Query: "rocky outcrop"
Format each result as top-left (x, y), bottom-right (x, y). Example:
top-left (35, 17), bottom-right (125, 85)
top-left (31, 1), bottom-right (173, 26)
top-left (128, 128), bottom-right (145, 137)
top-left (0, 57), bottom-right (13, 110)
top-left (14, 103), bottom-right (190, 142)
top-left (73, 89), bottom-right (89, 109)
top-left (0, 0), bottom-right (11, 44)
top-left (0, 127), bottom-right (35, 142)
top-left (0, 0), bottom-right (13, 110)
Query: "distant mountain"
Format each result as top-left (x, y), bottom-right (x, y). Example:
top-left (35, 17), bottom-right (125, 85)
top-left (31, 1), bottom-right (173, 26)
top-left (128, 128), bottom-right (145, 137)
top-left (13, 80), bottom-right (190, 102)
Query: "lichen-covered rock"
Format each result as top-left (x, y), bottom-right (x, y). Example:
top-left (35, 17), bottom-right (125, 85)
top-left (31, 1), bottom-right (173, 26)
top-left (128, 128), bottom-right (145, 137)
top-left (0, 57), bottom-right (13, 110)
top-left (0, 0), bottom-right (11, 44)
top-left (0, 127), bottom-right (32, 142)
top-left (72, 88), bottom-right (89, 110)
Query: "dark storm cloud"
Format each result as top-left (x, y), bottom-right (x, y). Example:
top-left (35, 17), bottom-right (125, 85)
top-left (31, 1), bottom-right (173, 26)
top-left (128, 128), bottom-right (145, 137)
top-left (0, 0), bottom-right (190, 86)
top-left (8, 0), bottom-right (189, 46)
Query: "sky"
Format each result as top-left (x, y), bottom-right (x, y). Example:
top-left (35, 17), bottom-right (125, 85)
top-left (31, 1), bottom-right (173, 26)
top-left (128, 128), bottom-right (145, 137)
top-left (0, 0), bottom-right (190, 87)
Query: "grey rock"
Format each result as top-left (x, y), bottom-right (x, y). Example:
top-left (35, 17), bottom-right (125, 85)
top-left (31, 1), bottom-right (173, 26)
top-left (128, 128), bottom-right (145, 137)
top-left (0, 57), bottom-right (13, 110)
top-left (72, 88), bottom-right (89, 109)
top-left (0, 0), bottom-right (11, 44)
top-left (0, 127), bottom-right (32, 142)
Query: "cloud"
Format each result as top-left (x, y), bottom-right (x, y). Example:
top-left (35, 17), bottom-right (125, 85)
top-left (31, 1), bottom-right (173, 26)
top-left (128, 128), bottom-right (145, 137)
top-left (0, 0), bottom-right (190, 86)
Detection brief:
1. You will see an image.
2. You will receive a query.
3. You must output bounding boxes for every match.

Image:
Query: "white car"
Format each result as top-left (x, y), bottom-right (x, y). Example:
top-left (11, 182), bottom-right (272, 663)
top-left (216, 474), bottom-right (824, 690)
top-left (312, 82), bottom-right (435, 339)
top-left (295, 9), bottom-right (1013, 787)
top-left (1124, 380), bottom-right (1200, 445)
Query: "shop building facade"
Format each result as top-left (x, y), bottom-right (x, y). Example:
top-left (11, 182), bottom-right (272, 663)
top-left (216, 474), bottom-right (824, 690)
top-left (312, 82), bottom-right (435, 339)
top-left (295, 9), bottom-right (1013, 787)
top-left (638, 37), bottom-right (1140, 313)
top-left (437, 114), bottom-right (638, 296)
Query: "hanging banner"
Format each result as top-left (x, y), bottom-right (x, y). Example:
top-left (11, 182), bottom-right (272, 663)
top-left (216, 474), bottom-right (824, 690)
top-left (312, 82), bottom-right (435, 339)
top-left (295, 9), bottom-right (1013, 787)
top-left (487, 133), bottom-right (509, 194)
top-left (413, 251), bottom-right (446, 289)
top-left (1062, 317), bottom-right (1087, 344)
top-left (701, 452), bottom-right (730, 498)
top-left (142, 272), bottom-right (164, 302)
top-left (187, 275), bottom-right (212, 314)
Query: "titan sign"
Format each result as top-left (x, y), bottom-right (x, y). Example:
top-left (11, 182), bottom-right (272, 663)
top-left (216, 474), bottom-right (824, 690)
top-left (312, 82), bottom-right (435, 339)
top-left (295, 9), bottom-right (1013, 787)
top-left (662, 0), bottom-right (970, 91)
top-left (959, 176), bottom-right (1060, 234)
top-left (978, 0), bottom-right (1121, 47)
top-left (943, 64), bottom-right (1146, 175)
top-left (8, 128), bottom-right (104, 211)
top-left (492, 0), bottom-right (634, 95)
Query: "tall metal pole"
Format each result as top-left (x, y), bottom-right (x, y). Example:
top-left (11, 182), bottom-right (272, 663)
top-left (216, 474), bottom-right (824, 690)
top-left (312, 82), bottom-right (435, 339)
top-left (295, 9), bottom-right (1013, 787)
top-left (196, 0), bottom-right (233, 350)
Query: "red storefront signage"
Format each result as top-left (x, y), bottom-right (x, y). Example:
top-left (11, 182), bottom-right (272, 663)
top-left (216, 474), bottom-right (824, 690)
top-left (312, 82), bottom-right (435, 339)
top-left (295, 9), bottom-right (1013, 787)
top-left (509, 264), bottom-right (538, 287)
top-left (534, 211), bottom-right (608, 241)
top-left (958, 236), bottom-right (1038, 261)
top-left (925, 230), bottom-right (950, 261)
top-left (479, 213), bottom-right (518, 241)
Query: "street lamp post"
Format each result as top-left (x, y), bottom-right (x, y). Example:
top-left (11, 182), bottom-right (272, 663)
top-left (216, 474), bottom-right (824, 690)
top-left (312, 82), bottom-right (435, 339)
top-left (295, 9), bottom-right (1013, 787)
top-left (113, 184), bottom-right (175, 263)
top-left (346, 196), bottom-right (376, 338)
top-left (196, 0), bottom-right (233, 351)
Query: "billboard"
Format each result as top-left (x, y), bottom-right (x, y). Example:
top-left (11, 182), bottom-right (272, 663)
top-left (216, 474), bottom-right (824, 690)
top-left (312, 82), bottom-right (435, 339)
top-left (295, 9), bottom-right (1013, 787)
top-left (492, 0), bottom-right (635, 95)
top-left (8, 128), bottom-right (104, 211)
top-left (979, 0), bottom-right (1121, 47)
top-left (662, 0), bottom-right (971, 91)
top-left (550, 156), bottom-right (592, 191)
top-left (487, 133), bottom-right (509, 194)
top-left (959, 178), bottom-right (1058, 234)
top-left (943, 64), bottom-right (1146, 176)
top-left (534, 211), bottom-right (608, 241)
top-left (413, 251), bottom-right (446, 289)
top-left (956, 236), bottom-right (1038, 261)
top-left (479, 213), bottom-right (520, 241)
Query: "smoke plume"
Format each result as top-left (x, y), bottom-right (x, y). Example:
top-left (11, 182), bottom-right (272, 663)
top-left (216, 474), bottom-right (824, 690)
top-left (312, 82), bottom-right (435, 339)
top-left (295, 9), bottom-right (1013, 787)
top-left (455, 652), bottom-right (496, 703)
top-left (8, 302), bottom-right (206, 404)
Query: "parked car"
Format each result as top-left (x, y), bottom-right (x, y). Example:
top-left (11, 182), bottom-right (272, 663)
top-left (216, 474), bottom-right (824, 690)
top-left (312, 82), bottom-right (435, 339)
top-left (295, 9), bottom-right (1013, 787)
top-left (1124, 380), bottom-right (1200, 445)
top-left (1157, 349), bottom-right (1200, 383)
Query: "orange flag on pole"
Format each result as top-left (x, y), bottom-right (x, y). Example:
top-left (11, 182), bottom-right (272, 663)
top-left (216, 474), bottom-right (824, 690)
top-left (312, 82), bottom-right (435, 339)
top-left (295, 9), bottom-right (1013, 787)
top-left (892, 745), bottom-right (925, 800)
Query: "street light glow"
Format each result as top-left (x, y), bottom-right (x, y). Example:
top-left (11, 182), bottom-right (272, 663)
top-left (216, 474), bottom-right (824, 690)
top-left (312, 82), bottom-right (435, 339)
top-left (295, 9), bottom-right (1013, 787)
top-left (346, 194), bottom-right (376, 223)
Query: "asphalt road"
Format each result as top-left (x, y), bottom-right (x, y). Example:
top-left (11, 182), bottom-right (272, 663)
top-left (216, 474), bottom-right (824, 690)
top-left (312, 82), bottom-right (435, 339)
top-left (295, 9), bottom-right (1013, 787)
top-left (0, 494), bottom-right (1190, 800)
________
- **Directive**
Could you quote everything from the beginning of the entries down to the line containing "top-left (72, 88), bottom-right (89, 110)", including that line?

- **Complete response**
Query: "rocky outcrop"
Format each result as top-left (x, y), bottom-right (x, y). Example:
top-left (35, 17), bottom-right (125, 85)
top-left (31, 1), bottom-right (173, 26)
top-left (128, 128), bottom-right (145, 137)
top-left (0, 57), bottom-right (13, 110)
top-left (14, 103), bottom-right (190, 142)
top-left (73, 89), bottom-right (89, 109)
top-left (0, 0), bottom-right (11, 44)
top-left (0, 127), bottom-right (35, 142)
top-left (0, 0), bottom-right (13, 110)
Query: "distant mountain"
Format each result as top-left (x, y), bottom-right (x, y). Example:
top-left (35, 17), bottom-right (125, 85)
top-left (31, 1), bottom-right (173, 26)
top-left (128, 128), bottom-right (145, 137)
top-left (13, 80), bottom-right (190, 102)
Query: "lichen-covered rock"
Format each result as top-left (x, y), bottom-right (x, y). Example:
top-left (35, 17), bottom-right (125, 85)
top-left (31, 1), bottom-right (173, 26)
top-left (128, 128), bottom-right (145, 137)
top-left (0, 57), bottom-right (13, 110)
top-left (0, 0), bottom-right (11, 44)
top-left (0, 127), bottom-right (32, 142)
top-left (72, 88), bottom-right (89, 110)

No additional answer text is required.